## What to do
Find every line in the listing that contains the word "cloud" and copy each one.
* start Provided data *
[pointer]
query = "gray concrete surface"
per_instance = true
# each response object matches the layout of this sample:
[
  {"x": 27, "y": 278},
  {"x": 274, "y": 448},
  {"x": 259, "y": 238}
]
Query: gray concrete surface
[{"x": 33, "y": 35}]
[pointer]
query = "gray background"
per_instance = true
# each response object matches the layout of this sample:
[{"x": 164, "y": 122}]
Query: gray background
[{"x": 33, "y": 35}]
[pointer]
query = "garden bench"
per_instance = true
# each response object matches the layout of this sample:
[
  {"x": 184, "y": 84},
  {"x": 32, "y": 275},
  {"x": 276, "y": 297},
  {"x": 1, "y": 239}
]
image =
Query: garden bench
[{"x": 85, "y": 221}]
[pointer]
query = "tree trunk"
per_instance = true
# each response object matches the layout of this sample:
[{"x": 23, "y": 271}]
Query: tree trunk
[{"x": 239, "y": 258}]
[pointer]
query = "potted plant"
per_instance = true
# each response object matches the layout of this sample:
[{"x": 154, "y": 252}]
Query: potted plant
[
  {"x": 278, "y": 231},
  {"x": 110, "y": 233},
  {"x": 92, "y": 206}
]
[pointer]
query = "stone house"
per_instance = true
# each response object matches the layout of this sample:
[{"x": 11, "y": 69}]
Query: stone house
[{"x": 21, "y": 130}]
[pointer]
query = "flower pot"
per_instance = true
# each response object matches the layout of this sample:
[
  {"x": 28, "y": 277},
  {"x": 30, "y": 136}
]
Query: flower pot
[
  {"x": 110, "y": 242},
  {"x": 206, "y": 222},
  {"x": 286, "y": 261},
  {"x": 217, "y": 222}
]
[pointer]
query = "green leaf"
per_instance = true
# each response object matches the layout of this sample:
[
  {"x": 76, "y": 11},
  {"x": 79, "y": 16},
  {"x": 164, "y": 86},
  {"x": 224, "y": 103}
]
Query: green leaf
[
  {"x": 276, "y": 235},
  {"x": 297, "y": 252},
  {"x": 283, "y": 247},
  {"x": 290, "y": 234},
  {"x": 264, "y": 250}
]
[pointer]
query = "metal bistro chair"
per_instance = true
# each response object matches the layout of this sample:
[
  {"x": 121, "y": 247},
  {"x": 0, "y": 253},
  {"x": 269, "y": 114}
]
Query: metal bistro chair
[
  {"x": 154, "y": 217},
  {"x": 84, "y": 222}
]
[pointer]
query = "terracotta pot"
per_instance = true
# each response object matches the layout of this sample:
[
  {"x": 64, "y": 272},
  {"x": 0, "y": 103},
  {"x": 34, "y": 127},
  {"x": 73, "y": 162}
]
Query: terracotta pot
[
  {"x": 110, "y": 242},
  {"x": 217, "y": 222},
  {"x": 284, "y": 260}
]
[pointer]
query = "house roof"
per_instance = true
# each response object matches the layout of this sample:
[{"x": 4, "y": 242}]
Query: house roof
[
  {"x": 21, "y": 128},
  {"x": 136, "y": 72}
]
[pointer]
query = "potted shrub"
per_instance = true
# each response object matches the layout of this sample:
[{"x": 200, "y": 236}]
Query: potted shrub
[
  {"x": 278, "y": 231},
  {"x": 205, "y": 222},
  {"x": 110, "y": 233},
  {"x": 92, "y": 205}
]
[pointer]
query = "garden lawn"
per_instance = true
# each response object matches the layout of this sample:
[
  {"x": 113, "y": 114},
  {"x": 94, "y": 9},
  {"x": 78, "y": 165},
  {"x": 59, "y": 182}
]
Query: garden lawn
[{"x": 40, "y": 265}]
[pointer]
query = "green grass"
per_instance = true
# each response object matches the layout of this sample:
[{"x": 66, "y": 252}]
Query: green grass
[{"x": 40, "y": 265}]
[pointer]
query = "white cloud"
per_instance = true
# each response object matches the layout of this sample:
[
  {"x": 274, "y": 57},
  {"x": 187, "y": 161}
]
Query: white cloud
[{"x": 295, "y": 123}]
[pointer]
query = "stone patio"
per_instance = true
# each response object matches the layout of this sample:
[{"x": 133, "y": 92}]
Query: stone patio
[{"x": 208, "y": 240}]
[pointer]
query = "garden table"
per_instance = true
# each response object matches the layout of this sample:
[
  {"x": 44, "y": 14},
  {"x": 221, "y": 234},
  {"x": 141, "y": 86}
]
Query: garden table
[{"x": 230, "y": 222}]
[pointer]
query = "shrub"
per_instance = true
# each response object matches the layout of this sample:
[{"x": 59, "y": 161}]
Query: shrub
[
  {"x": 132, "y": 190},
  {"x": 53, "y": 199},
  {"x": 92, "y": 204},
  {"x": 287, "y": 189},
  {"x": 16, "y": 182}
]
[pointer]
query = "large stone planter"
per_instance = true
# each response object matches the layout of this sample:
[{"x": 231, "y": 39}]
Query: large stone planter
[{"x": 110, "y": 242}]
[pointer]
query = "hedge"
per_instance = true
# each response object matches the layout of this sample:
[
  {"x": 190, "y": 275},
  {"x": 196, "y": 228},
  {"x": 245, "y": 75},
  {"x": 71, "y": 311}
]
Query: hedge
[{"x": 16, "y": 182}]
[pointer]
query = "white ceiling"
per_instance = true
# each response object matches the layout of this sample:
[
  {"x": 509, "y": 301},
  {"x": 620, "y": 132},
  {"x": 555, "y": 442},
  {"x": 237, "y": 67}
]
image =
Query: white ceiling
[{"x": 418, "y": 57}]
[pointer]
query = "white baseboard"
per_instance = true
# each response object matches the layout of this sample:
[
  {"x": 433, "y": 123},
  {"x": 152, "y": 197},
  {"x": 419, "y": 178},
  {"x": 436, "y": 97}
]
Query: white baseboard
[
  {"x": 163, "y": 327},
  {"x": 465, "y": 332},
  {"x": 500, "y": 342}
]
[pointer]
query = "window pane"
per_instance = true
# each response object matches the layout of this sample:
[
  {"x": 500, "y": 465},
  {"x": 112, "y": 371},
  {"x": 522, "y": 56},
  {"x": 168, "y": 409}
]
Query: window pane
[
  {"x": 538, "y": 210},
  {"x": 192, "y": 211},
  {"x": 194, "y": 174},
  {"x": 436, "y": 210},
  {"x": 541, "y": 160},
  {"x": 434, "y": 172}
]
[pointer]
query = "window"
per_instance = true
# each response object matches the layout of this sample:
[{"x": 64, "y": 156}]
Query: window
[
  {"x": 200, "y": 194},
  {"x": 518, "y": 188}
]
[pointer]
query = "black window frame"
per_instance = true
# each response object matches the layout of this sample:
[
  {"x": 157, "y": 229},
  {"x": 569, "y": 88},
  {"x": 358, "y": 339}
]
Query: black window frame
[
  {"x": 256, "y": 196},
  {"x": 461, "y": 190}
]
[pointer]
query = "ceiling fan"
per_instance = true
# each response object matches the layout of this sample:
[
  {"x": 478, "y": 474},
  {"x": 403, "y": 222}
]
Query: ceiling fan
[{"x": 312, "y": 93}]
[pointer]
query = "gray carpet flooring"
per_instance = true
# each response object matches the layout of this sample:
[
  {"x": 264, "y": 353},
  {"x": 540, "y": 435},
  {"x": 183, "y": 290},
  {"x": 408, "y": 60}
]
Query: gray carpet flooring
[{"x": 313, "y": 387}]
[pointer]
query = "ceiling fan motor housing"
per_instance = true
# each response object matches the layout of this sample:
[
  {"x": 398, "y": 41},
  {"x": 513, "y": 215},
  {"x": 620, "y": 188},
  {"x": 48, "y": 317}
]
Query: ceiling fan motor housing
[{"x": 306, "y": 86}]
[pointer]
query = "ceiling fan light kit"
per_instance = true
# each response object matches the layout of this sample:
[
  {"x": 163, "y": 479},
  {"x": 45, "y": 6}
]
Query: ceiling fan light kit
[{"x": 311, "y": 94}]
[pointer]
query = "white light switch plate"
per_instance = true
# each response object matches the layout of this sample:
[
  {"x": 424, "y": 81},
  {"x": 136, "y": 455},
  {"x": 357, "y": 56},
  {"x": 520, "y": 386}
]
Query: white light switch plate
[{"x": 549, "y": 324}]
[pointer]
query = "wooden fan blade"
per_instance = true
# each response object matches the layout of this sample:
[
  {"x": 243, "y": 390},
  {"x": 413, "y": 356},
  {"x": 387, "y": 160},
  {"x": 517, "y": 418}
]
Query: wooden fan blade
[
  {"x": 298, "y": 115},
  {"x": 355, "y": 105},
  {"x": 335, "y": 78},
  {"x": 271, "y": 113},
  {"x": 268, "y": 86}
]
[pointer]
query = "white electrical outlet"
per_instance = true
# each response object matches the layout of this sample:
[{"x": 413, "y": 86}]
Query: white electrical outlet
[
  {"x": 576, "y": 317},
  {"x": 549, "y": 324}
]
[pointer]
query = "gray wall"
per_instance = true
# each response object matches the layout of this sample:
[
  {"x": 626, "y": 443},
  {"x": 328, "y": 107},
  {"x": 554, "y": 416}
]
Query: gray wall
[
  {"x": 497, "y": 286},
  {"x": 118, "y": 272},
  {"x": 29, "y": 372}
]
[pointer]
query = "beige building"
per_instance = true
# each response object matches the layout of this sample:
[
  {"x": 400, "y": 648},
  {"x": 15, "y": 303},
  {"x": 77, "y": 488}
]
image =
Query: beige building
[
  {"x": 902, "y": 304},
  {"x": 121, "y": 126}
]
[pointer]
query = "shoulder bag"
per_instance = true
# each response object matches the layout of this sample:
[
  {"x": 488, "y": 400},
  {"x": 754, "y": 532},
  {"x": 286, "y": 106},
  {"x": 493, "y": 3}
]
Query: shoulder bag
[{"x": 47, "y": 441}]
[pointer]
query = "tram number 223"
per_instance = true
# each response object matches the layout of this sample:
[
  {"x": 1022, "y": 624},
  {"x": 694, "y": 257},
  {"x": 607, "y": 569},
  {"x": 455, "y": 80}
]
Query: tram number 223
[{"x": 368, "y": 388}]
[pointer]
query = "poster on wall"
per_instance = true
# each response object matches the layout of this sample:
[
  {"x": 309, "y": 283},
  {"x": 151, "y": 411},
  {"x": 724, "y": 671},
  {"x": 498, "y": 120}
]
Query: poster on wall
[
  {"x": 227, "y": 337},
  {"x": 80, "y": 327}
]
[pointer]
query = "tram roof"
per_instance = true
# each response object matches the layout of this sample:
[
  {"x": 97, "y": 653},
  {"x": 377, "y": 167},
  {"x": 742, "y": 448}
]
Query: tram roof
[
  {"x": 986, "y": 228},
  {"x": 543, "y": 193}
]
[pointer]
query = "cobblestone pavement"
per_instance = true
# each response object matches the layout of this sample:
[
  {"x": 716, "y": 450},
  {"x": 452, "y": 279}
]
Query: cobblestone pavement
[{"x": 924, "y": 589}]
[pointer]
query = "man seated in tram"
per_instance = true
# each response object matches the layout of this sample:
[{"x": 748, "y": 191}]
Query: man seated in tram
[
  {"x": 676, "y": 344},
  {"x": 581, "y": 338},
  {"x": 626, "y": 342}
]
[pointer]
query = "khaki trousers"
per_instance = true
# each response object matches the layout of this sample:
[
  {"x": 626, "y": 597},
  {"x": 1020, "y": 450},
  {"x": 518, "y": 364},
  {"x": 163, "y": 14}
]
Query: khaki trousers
* end Provided data *
## Answer to this task
query = "white cloud"
Query: white cloud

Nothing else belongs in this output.